Reproduce every line of the data below without changing anything.

DATA SECTION:
[Start]
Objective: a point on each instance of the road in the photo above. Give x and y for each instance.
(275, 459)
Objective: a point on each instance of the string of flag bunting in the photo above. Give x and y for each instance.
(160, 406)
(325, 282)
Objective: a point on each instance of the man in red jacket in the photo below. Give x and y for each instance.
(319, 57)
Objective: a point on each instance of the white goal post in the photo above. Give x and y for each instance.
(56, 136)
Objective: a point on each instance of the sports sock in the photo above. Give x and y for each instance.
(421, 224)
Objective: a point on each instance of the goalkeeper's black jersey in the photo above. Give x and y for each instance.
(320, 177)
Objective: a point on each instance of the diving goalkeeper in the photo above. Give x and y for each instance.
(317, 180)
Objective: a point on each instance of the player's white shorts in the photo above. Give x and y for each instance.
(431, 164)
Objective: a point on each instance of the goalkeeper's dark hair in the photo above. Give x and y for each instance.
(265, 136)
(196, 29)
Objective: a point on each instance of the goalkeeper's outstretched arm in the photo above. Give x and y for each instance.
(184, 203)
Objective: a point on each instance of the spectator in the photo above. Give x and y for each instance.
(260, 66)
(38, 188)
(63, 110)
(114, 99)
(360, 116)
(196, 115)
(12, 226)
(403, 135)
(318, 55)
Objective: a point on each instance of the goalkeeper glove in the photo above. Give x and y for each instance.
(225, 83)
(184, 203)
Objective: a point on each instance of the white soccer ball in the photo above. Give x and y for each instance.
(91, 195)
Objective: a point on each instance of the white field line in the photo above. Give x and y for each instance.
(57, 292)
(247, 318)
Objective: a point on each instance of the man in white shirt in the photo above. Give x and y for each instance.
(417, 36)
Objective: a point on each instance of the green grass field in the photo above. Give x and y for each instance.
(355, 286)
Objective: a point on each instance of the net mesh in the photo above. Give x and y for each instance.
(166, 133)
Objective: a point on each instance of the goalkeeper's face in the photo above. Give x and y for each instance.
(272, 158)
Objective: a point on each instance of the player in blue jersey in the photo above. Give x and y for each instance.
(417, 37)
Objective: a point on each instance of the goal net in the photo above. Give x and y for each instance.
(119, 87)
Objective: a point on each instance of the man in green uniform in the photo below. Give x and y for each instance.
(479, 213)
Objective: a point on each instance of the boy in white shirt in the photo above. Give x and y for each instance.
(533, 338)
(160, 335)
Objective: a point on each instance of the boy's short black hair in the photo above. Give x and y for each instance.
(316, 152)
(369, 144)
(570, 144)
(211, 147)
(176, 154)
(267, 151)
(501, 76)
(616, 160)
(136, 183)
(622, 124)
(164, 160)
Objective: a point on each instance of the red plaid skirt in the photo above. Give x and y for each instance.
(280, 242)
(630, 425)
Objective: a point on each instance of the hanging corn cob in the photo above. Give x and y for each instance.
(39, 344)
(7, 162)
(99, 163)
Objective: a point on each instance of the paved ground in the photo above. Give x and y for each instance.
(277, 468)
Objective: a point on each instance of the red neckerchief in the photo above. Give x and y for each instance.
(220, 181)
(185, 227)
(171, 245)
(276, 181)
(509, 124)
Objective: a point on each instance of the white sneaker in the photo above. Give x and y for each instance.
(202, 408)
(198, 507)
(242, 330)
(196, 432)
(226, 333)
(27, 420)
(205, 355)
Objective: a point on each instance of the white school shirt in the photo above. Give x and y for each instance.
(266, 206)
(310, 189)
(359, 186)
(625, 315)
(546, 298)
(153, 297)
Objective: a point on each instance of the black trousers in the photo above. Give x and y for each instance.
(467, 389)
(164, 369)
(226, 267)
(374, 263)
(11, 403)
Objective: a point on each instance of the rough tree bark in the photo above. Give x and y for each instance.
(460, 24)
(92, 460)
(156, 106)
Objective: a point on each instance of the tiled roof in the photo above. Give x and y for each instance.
[End]
WRITTEN RESPONSE:
Objective: a point on each instance of the road in the photo above. Give x and y for each instance.
(275, 459)
Objective: a point on each instance of the string of flag bunting in the photo above. Give x and y for each instance.
(160, 406)
(325, 282)
Objective: a point on each instance of the man in red jacket in the photo below. Give x and y for each instance.
(319, 57)
Objective: a point on each instance of the white goal post in the photo above. Give x and y for each instance.
(56, 136)
Objective: a point on each instance of the sports sock in the photo above. Give x and y for each instance.
(421, 224)
Objective: a point on each instance of the goalkeeper's black jersey in the photo above. Give x and y for each instance.
(320, 177)
Objective: a point on each instance of the diving goalkeeper in the photo above. Give x and y for each instance.
(317, 180)
Objective: a point on each instance of the player's white shorts in the photo above. Give x and y for each instance.
(431, 164)
Objective: a point on each instance of the goalkeeper's dark hair in the photo above. Give x and y for each instance.
(265, 136)
(196, 29)
Objective: a point on each instance of the goalkeeper's outstretched arm in the photo above. Give x and y for each instance.
(184, 203)
Objective: a point on each instance of the spectator in the photo above. Give x and y for each instance.
(260, 66)
(38, 188)
(63, 110)
(114, 99)
(360, 116)
(196, 115)
(12, 226)
(403, 135)
(318, 55)
Objective: a point on each instance of the goalkeeper glove in the photo above. Give x and y for each instance.
(225, 83)
(184, 203)
Objective: a point on each instance of the white soccer ball in the photo above. Give x and y for each instance.
(91, 195)
Objective: a point on each instance of the white field line in the photo above. Give x and y for each instance.
(57, 292)
(247, 318)
Objective: a point on each instance of the man in white shirt in the photo above. Give x and y for each instance.
(417, 36)
Objective: a point on each instance of the green grass field in the photo above. Give x and y for each instance.
(355, 286)
Objective: a point on each instance of the net mesh in the photo above. Give x and y for each instance.
(166, 133)
Objective: a point on each instance of the goalkeeper's face in the photo above. Give x and y for each instance.
(272, 158)
Objective: a point on each instance of the player in blue jersey in the photo above. Give x and y for each instance.
(417, 37)
Objective: a point on each instance of the goal net in the photo above. Give x and y for each instance.
(119, 87)
Objective: a point on each instance of the man in green uniform in the photo below. Give x and y for each instance.
(479, 213)
Objective: a point on each instance of the boy in white shirt in the photo above. Give x and y for each instance.
(533, 338)
(160, 335)
Objective: a point on each instance of the boy's short black hair in the photo above. Give x and y for each instance.
(316, 152)
(369, 144)
(570, 144)
(211, 147)
(176, 154)
(267, 151)
(501, 76)
(616, 160)
(136, 183)
(622, 124)
(164, 160)
Objective: a point on each instance of the red plaid skirt in the photo above. Give x and y for each instance.
(280, 242)
(630, 425)
Objective: a point on each instance of the hanging corn cob in the photo above. Give x and y for each instance.
(39, 344)
(7, 162)
(99, 163)
Objective: a point on each instance of the paved ground in the photo above. Give x and y for each instance.
(277, 468)
Objective: a point on each instance of the red neckerchief in the photo above. Give x and y for each instance.
(220, 181)
(185, 227)
(171, 245)
(276, 181)
(509, 124)
Objective: a point on each instance of the white sneaker in the photo above. Give x and y for each instance.
(202, 408)
(198, 507)
(242, 330)
(196, 432)
(226, 333)
(27, 420)
(205, 355)
Objective: a point on each instance of the white school shirt in the photo above. Give x and y for each instance.
(266, 206)
(310, 189)
(359, 186)
(625, 315)
(546, 298)
(153, 297)
Objective: a point on each instance of the black trousers in the photo above. Give x and y for each instance.
(467, 389)
(164, 369)
(226, 267)
(374, 263)
(11, 403)
Objective: a point on each instance of the rough tree bark in the photo above. Give x and y for each instance.
(460, 24)
(92, 460)
(156, 106)
Objective: a point on each instance of the tiled roof in the photo above. Give x and y for each instance.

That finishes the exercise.